* [TASK DESCRIPTION] Copy every row below word for word, with nothing left out or changed.

Rows from an object pointing dataset
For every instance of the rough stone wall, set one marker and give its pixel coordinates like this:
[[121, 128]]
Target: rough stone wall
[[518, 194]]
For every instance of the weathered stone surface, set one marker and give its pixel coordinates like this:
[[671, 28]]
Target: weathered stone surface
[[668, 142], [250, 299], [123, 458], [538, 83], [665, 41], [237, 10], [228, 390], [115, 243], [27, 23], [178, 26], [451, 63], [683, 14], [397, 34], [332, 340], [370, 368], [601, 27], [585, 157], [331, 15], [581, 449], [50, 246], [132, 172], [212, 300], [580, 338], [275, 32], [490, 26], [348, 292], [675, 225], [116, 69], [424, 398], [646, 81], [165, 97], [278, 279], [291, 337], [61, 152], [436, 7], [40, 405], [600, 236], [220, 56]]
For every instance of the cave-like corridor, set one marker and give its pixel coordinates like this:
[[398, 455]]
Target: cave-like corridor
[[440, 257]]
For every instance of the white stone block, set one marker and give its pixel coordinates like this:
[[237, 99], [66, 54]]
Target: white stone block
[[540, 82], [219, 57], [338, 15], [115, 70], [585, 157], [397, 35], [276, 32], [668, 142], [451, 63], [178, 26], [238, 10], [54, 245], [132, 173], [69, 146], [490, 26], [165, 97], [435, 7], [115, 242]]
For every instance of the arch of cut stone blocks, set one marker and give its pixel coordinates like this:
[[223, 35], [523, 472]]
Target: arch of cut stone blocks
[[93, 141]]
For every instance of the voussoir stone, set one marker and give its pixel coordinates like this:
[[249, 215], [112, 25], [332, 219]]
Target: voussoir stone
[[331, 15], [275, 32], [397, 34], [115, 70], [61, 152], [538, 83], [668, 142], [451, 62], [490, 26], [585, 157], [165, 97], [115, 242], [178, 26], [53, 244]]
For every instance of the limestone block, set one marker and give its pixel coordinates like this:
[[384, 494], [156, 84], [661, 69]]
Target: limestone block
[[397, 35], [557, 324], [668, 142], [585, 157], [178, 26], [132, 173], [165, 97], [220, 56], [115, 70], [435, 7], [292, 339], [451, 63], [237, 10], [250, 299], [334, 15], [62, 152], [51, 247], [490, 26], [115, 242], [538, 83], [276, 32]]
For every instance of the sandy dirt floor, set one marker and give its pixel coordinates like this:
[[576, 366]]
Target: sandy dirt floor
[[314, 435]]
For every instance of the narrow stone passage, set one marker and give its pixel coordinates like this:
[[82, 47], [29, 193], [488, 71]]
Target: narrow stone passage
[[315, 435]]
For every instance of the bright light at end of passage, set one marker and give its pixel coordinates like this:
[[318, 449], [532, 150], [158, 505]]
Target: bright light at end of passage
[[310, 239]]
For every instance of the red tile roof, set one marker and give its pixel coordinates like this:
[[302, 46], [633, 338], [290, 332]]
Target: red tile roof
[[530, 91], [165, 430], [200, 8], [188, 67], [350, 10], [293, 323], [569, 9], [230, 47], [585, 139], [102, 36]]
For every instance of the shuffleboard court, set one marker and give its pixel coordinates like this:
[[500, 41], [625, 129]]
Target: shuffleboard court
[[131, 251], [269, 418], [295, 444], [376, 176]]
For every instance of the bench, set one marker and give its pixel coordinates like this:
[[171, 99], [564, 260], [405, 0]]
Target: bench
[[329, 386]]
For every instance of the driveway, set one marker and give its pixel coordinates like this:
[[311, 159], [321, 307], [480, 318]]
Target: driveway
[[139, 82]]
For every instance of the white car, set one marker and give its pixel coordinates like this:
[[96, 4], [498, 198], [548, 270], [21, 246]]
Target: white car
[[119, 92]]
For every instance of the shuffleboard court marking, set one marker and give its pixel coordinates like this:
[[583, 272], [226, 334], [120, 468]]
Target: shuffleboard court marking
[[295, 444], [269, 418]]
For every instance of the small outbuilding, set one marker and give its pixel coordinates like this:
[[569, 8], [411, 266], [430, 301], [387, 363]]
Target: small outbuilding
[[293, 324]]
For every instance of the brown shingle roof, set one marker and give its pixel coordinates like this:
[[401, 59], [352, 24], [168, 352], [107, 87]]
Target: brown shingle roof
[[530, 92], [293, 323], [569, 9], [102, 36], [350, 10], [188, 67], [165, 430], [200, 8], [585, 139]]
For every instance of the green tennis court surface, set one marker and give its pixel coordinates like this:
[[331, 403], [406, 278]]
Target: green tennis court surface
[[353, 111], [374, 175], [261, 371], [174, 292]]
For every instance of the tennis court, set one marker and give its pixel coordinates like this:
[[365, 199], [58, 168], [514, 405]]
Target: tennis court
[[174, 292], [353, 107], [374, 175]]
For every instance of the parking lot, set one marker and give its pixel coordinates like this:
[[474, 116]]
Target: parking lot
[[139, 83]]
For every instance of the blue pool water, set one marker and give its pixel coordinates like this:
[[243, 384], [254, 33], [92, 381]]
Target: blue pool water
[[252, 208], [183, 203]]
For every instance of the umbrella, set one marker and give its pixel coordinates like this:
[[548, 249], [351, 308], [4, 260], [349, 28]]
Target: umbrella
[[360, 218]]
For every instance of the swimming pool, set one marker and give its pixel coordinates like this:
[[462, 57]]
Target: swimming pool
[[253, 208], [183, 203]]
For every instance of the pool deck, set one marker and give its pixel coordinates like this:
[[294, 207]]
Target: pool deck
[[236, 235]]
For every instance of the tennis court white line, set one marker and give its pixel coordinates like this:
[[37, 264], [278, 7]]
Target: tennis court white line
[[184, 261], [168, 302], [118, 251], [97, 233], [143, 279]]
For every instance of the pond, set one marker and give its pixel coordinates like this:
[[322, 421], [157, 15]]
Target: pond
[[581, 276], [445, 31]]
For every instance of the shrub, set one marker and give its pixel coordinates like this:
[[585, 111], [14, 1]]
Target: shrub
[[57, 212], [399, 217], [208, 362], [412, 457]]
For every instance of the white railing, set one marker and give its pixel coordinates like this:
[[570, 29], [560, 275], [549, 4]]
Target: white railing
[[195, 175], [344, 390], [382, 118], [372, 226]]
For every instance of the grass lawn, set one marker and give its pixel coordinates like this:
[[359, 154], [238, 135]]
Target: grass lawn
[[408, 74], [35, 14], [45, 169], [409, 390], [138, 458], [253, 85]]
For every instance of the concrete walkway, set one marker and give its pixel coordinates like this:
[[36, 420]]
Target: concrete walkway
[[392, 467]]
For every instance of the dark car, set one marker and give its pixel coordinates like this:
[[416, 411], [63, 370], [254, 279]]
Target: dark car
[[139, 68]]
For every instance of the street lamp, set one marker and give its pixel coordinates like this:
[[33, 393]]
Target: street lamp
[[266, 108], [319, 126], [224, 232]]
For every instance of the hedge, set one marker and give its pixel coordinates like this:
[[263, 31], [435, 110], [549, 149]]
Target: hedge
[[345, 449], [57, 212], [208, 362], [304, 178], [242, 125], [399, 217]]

* [WORKED ANSWER]
For every instance of the rough stone wall, set one marker and give its pixel coordinates like this:
[[121, 128]]
Target: rough stone wall
[[518, 194]]
For every instance of the weathered stone surface, set one marker and give its pixel coordinates like this:
[[671, 28]]
Target: weathered stone surface
[[668, 142], [250, 299], [123, 458], [538, 83], [665, 41], [237, 10], [228, 390], [115, 243], [27, 23], [178, 26], [451, 63], [683, 14], [397, 34], [332, 340], [370, 368], [601, 27], [585, 157], [331, 15], [581, 449], [50, 246], [132, 172], [212, 300], [580, 338], [275, 32], [490, 26], [348, 292], [675, 225], [116, 69], [424, 398], [646, 81], [165, 97], [278, 279], [291, 337], [61, 152], [436, 7], [40, 405], [600, 236], [220, 56]]
For every instance of the cave-like corridor, set one marker and give its pixel coordinates like this:
[[398, 455]]
Target: cave-like corridor
[[440, 257]]
For every instance of the white stone block, set one marker and give its pixel coordinates like this:
[[237, 99], [66, 54]]
Target: white stone block
[[540, 82], [219, 57], [338, 15], [115, 70], [585, 157], [397, 35], [276, 32], [668, 142], [451, 63], [178, 26], [238, 10], [54, 245], [132, 173], [69, 146], [490, 26], [165, 97], [435, 7], [115, 242]]
For every instance of the arch of cut stone blocks, set one marker and give its pixel coordinates like this:
[[223, 35], [523, 472]]
Target: arch of cut stone blocks
[[93, 141]]
For every instance of the voussoir stone, set one marker and give its pixel coordinates like this:
[[249, 215], [112, 25], [332, 219]]
Target: voussoir stone
[[331, 15], [275, 32], [397, 34], [115, 70], [61, 152], [538, 83], [668, 142], [451, 62], [490, 26], [585, 157], [165, 97], [115, 242], [178, 26], [53, 244]]
For every instance of the limestone block, set one marker and give its pixel coordinates like this:
[[384, 494], [156, 84], [661, 69]]
Target: limestone block
[[397, 35], [557, 324], [668, 142], [585, 157], [178, 26], [132, 173], [165, 97], [220, 56], [115, 70], [435, 7], [292, 339], [451, 63], [237, 10], [250, 299], [334, 15], [62, 152], [51, 247], [490, 26], [115, 242], [538, 83], [276, 32]]
For every instance of the sandy dirt floor, set one marker and give its pixel coordinates like this:
[[576, 366]]
Target: sandy dirt floor
[[314, 435]]
For every instance of the narrow stone passage, set one marker and give its pixel coordinates like this:
[[82, 47], [29, 193], [488, 71]]
Target: narrow stone passage
[[315, 435]]
For every instance of the bright light at end of passage, set one marker and give its pixel coordinates like this:
[[318, 449], [532, 150], [158, 505]]
Target: bright light at end of passage
[[310, 239]]
For every instance of the red tile roof, set one marker and give its pixel coordinates like this:
[[302, 46], [633, 338], [290, 332]]
Target: red tile roof
[[530, 91], [165, 430], [200, 8], [188, 67], [350, 10], [293, 323], [569, 9], [230, 47], [585, 139], [102, 36]]
For every instance of the shuffleboard court, set one marker and give its pixel coordinates like this:
[[500, 41], [625, 129]]
Target: shuffleboard court
[[131, 251], [269, 418], [295, 444], [376, 176]]
For every instance of the bench, set one marker and give its pixel coordinates like this:
[[171, 99], [564, 260], [405, 0]]
Target: bench
[[329, 386]]
For every instance of the driveway, set one marker and give its pixel coordinates like this:
[[311, 159], [321, 307], [480, 318]]
Target: driveway
[[139, 82]]
For every instance of the white car, set one marker and give its pixel coordinates like this:
[[96, 4], [498, 198], [548, 270], [21, 246]]
Target: white car
[[119, 92]]
For every instance of the shuffleboard court marking, set one marker and give its pixel coordinates like this:
[[583, 272], [226, 334], [120, 468]]
Target: shuffleboard court marking
[[295, 444], [269, 418]]
For every instance of the small outbuilding, set one marker and give its pixel coordinates like this:
[[569, 8], [411, 266], [430, 301], [387, 363]]
Target: small outbuilding
[[293, 324]]
For every instance of the brown shingle roof, set one marker and give its pixel coordinates like this:
[[401, 59], [352, 24], [168, 352], [107, 87]]
Target: brown shingle roof
[[530, 92], [293, 323], [569, 9], [102, 36], [350, 10], [188, 67], [165, 430], [200, 8], [585, 139]]
For every instance of the green tennis court surface, set one marker and give its pixel coordinates like this:
[[331, 403], [406, 278]]
Target: green tennis court surface
[[353, 111], [374, 175], [261, 371], [174, 292]]
For every instance of the tennis court, set one marker and give its pixel coordinates like this:
[[365, 199], [58, 168], [514, 405]]
Target: tennis court
[[174, 292], [353, 107], [374, 175]]
For every instance of the parking lot, set one marker and give its pixel coordinates like this:
[[474, 116]]
Target: parking lot
[[139, 83]]
For every instance of the blue pool water, set one marker and give its pixel coordinates like this:
[[243, 384], [254, 33], [92, 381]]
Target: blue pool water
[[252, 208], [183, 203]]
For every instance of the umbrella, set one marker and give its pixel coordinates like this:
[[548, 249], [351, 308], [4, 260], [349, 28]]
Target: umbrella
[[360, 218]]
For every instance of the swimming pool, set one marker and give its pixel coordinates like this:
[[462, 57]]
Target: swimming pool
[[253, 208], [183, 203]]
For every instance of the pool deck, set one marker and give its pixel coordinates like this:
[[294, 207]]
Target: pool deck
[[236, 235]]
For every instance of the tennis court white line, set one marker and give its pixel coordinates like this:
[[37, 264], [278, 7]]
Target: tennis court white line
[[184, 261], [168, 302], [118, 251], [97, 233], [143, 279]]
For every instance of the pond, set one marker and give its pixel coordinates like this:
[[322, 421], [157, 15]]
Target: pond
[[581, 276], [445, 31]]
For every instance of the shrub, set one marker and give its pixel coordinates like this:
[[585, 111], [14, 1]]
Target: shrub
[[57, 212], [399, 217], [208, 362], [412, 457]]
For every instance of the white railing, set one marker and give its pixel coordinates like this:
[[570, 29], [560, 275], [549, 4]]
Target: white railing
[[195, 175], [344, 390], [382, 118], [372, 226]]
For every instance of the grass lawn, set one marker and give its pixel coordinates like this:
[[359, 154], [238, 135]]
Target: grass lawn
[[408, 74], [35, 14], [45, 169], [409, 390], [138, 458], [253, 85]]
For every instance of the concrete walkway, set one marker and give its pixel coordinates like this:
[[36, 420]]
Target: concrete walkway
[[392, 467]]
For every instance of the dark car, set one marker and give its pixel coordinates like this:
[[416, 411], [63, 370], [254, 279]]
Target: dark car
[[139, 68]]
For every instance of the street lamp, set one marker and give its pixel coordinates like this:
[[33, 393]]
Target: street lamp
[[266, 108], [319, 126], [224, 232]]
For every instance of the hedge, set one marker and give its pixel coordinates like this:
[[263, 31], [435, 110], [549, 149]]
Target: hedge
[[345, 449], [57, 212], [208, 362], [304, 178], [242, 125], [399, 217]]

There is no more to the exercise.